---- Data for the task

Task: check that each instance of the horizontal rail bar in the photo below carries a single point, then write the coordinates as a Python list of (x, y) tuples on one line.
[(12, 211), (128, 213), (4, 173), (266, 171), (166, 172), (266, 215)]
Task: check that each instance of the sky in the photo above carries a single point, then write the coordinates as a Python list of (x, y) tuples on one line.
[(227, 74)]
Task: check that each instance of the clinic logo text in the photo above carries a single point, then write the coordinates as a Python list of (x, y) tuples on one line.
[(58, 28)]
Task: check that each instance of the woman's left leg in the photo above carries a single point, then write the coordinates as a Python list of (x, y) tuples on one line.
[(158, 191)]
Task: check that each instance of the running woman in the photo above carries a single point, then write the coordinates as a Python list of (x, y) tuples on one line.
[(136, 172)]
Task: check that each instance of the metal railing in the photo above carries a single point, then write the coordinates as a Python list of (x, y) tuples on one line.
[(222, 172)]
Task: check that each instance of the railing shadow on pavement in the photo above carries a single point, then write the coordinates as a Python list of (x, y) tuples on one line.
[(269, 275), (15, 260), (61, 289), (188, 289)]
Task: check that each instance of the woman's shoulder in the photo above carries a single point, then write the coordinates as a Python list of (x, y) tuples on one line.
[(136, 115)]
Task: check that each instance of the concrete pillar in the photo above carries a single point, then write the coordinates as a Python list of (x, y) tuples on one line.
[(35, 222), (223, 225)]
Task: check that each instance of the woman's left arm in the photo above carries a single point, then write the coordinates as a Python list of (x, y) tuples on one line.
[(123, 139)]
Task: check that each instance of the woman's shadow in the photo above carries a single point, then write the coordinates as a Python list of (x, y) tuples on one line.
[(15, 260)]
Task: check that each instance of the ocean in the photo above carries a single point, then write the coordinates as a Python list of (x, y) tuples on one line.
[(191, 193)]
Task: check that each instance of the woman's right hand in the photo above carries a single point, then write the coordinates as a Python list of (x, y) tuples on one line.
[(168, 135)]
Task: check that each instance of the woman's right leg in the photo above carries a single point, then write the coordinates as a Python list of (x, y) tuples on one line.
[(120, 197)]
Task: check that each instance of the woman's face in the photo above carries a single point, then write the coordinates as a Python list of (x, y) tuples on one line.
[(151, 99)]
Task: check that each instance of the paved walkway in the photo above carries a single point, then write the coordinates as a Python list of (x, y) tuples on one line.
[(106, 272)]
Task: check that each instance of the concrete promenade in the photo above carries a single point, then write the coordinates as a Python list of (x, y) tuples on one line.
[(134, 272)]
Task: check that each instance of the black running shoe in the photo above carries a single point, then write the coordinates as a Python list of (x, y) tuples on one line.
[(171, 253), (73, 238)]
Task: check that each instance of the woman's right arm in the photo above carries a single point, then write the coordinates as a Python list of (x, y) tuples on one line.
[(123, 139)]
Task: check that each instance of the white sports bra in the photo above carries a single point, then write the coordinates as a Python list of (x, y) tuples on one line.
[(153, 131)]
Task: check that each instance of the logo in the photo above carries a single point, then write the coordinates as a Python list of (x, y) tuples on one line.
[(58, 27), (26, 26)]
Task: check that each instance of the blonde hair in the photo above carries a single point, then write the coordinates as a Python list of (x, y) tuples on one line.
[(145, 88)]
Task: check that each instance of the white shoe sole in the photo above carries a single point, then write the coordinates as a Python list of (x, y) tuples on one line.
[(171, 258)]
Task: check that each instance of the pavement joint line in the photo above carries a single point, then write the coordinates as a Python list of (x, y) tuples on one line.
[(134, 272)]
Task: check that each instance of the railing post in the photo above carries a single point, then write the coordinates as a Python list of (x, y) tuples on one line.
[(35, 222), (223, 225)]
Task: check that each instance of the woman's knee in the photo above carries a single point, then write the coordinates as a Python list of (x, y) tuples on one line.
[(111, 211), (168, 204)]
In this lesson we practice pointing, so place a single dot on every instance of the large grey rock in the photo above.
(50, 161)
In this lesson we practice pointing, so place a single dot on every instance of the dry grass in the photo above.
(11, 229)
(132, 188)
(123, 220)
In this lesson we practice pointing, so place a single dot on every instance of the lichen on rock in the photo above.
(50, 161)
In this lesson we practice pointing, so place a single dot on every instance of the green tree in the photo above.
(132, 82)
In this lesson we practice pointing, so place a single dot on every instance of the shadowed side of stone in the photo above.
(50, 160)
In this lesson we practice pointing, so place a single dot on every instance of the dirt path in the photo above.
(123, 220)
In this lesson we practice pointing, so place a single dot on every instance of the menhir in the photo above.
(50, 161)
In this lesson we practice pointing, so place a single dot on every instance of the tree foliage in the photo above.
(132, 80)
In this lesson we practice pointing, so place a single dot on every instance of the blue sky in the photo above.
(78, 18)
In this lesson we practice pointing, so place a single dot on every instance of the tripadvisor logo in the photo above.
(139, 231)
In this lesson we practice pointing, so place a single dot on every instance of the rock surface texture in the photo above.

--------

#### [Work request]
The required output is the line holding "sky in the photo above." plus every line after it in the data, reproduced exactly.

#### [Your response]
In this lesson we practice pointing, so place a single dot on every instance of the blue sky in the photo above.
(78, 18)
In this lesson we practice pointing, so place a single dot on every instance of the tripadvisor logo in the photo above.
(139, 231)
In this lesson we practice pointing, so place a single dot on every instance of the rock surface texture in the photo above.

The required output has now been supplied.